List every statistic named in the table header of the game recap below.

■ Page excerpt:
========================
The Buckeyes hardly won style points from box score-watchers, but as Meyer said post game, "I challenge any team in the country that wants to, go ahead and schedule this one in November whatever it is against a very good team." So the winter conditions made their mark, but the Buckeyes still beat another top-25 opponent in a game that wasn't as close as the score made it seem.
And they did it in record-breaking style. J.T. Barrett has more touchdowns than any other Buckeye quarterback and more than any quarterback in the FBS in their first ten games. Oh, and he also had the longest run for a Buckeye quarterback ever.
Ohio State was the much better team
Minnesota certainly made a game of it, but that was almost entirely due to three critical Buckeye turnovers, all of which led to Gopher touchdowns. Discounting those three turnovers is the same as ignoring the explosive passes the defense allowed from Cincinnati, but the offensive and defensive metrics nonetheless make this look like a blowout:
|Rushing yards per play||Passing yards per play||Points per possession||Points per play|
Even in the overall efficiency numbers it is easy to see how the three turnovers impacted the Buckeyes' scoring. Ohio State dominated the yards per play numbers but were much closer to the Gophers in the points statistics. While the offense did have three three-and-outs, the Buckeyes were able to move the ball consistently on almost every other drive.
Neither Elliott nor Barrett were that efficient running the ball (their success rates were 50% and 58% respectively), but the efficient passing and explosive running made up for average rushing efficiency in admittedly sub-optimal conditions.
========================
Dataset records

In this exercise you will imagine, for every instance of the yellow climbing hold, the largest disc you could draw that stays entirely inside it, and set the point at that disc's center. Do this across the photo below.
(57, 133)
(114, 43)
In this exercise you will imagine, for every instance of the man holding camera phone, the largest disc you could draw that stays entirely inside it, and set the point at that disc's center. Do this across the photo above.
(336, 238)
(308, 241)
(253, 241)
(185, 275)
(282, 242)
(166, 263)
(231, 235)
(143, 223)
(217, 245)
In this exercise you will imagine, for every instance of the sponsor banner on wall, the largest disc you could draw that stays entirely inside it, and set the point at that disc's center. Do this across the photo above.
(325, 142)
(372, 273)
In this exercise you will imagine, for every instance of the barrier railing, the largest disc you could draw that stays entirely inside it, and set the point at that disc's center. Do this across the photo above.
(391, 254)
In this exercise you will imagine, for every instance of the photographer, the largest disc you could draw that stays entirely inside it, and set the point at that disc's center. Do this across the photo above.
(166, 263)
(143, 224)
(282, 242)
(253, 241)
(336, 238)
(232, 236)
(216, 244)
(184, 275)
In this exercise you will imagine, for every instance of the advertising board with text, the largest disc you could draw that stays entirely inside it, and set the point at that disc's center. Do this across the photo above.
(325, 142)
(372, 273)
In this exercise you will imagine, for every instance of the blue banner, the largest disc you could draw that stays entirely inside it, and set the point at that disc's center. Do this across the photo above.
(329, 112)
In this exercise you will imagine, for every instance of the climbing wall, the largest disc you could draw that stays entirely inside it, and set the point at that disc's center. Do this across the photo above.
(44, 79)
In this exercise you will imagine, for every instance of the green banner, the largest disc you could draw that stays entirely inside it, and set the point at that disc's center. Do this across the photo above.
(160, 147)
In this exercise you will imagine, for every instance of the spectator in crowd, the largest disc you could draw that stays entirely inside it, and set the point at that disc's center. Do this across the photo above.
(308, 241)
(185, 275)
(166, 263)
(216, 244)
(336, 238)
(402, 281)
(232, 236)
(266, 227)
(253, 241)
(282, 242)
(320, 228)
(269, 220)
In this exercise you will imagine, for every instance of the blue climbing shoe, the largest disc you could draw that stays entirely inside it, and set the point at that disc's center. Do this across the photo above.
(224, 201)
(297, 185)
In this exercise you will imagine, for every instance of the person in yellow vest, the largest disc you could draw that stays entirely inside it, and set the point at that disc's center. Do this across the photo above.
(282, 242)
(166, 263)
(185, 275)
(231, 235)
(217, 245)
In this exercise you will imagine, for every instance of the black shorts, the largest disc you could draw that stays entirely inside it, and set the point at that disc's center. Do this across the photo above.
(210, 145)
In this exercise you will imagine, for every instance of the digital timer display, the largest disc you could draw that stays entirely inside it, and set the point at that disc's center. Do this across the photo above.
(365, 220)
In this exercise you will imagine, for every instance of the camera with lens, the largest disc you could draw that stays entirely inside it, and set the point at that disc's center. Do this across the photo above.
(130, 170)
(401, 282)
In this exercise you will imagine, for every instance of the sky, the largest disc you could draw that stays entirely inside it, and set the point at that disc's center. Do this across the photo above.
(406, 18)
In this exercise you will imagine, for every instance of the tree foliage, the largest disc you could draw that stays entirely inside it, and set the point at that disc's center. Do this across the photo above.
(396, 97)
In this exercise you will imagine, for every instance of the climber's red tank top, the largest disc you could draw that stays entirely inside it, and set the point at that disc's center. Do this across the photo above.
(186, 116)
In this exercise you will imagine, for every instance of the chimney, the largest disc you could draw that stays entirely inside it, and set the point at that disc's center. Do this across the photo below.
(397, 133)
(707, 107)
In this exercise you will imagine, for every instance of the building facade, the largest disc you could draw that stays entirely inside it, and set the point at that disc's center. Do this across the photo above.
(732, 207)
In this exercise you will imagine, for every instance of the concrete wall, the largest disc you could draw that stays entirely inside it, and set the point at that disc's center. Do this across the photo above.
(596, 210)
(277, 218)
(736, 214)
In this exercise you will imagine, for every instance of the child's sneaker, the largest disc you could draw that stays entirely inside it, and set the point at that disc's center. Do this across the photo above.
========================
■ Problem solution: Rushing yards per play, Passing yards per play, Points per possession, Points per play